Soal Latihan A:
Tuliskan ulang bagian entri yang dimulai dari baris pertama entri sampai baris yang memuat "274L362 271L365 271L365" dalam bentuk daftar bernomor, dengan kedua baris ujung itu ikut dimasukkan. Baris kosong tidak usah ditulis.

Kutipan Dokumen:
────────

TEMPO.CO, Jakarta – Pemerintahan Presiden Joko Widodo harus belajar dari kegagalan Proyek Lahan Gambut Sejuta hektare yang dilakukan rezim Presiden Soeharto di Kalimantan Tengah. “Mega proyek itu jadi monumen bencana ekologis dan kini terbukti sangat sulit mengembalikannya ke kondisi awal,” kata Farhan Helmy, Kepala Sekolah Thamrin School of Climate Change and Sustainability di Jakarta, Kamis, 12 Maret 2015.
Thamrin School meminta pemerintah berhati-hati serta membuka akses publik terhadap informasi terkait program Jokowi yang akan membagikan 9 juta hektare lahan pertanian kepada 4,5 juta petani marginal. Kami ingin program ini membawa maslahat untuk Indonesia secara umum dan petani kecil secara khusus. Selain itu, kata Farhan, Thamrin School mendorong pemerintahan Jokowi mengadopsi bentuk-bentuk pertanian berkelanjutan yang bersifat konservatif dan rehabilitatif pada program reforma agraria.
Pernyataan Thamrin School yang disampaikan ke publik pada Kamis, 12 Maret 2015, berasal dari diskusi internal dengan para pakar dan praktisi. Institusi ini merupakan inisiatif multi-pihak untuk mendorong pemikiran kritis dan progresif tatakelola sumberdaya alam, lingkungan dan perubahan iklim yang adil, berkelanjutan dan berpihak pada kepentingan publik. Penilik Thamrin School adalah Ari Mochamad, mantan Sekretaris Kelompok Kerja Adaptasi di Dewan Nasional Perubahan Iklim.

────────

Cuplikan Data:
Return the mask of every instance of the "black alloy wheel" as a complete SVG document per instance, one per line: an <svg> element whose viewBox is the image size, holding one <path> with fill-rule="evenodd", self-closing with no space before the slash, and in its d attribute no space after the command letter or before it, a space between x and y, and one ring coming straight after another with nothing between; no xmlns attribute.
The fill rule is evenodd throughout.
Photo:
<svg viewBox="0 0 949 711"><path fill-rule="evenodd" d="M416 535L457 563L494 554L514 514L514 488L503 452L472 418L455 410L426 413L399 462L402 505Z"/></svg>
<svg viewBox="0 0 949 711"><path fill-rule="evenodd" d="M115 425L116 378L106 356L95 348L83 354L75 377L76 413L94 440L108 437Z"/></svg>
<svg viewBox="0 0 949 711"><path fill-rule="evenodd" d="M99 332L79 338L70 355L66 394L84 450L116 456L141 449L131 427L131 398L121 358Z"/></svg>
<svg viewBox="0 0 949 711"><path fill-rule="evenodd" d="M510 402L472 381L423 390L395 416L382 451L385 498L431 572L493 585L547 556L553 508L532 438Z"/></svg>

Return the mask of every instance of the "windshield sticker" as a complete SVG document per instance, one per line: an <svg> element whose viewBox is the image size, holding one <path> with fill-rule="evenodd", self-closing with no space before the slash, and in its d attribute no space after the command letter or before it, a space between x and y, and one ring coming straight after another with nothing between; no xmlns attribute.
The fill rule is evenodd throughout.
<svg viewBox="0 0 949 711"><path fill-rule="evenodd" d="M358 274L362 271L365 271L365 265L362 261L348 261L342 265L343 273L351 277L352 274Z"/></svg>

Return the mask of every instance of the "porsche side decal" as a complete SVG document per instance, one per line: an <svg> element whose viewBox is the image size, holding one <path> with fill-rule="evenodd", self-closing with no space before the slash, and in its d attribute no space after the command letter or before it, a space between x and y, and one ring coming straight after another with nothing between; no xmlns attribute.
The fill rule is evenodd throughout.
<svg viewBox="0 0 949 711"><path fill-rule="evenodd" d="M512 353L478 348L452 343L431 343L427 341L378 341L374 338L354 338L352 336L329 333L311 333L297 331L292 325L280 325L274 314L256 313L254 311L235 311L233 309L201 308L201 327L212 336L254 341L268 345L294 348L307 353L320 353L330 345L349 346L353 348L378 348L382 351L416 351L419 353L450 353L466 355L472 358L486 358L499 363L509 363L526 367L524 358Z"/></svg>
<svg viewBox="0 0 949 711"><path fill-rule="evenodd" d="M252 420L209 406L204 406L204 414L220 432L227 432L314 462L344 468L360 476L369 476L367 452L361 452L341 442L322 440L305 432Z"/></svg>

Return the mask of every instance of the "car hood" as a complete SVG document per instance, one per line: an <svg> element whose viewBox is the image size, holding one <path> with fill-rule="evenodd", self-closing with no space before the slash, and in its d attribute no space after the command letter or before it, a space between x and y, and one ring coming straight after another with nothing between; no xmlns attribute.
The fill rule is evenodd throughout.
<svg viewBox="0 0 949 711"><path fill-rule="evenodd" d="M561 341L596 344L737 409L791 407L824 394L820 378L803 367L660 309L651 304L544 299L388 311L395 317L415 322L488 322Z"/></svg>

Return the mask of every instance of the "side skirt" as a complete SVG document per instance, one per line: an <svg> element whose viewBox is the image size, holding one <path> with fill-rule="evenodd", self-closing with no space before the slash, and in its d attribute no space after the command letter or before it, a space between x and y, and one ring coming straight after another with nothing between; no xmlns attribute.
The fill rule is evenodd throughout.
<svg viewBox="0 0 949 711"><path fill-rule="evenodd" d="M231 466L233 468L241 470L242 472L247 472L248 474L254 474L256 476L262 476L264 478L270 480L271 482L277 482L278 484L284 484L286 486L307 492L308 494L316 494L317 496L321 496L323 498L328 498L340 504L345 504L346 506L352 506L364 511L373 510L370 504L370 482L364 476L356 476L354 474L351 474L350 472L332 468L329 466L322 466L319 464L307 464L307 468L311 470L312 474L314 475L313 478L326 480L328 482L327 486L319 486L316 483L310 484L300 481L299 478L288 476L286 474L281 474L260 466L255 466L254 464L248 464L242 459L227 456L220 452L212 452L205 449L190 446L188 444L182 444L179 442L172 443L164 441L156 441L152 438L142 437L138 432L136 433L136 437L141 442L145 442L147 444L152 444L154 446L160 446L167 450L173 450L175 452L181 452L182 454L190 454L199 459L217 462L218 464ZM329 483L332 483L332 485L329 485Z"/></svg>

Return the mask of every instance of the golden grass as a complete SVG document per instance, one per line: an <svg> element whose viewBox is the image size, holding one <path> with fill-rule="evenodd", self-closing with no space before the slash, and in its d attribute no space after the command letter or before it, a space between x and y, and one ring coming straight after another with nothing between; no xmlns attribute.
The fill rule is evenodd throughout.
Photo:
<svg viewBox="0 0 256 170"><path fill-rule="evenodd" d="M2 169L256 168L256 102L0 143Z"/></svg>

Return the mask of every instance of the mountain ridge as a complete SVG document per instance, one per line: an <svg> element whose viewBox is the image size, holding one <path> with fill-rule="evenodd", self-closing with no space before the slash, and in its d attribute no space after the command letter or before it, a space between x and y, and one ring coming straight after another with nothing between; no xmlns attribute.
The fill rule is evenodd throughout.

────────

Soal Latihan B:
Sebutkan semua nama tempat (kota, provinsi, atau negara) yang muncul dalam artikel tentang Thamrin School.

Jawaban A:
1. Return the mask of every instance of the "black alloy wheel" as a complete SVG document per instance, one per line: an <svg> element whose viewBox is the image size, holding one <path> with fill-rule="evenodd", self-closing with no space before the slash, and in its d attribute no space after the command letter or before it, a space between x and y, and one ring coming straight after another with nothing between; no xmlns attribute.
2. The fill rule is evenodd throughout.
3. Photo:
4. <svg viewBox="0 0 949 711"><path fill-rule="evenodd" d="M416 535L457 563L494 554L514 514L514 488L503 452L472 418L455 410L426 413L399 462L402 505Z"/></svg>
5. <svg viewBox="0 0 949 711"><path fill-rule="evenodd" d="M115 425L116 378L106 356L95 348L83 354L75 377L76 413L94 440L108 437Z"/></svg>
6. <svg viewBox="0 0 949 711"><path fill-rule="evenodd" d="M99 332L79 338L70 355L66 394L84 450L116 456L141 449L131 427L131 398L121 358Z"/></svg>
7. <svg viewBox="0 0 949 711"><path fill-rule="evenodd" d="M510 402L472 381L423 390L395 416L382 451L385 498L431 572L493 585L547 556L553 508L532 438Z"/></svg>
8. Return the mask of every instance of the "windshield sticker" as a complete SVG document per instance, one per line: an <svg> element whose viewBox is the image size, holding one <path> with fill-rule="evenodd", self-closing with no space before the slash, and in its d attribute no space after the command letter or before it, a space between x and y, and one ring coming straight after another with nothing between; no xmlns attribute.
9. The fill rule is evenodd throughout.
10. <svg viewBox="0 0 949 711"><path fill-rule="evenodd" d="M358 274L362 271L365 271L365 265L362 261L348 261L342 265L343 273L351 277L352 274Z"/></svg>

Jawaban B:
Jakarta
Kalimantan Tengah
Indonesia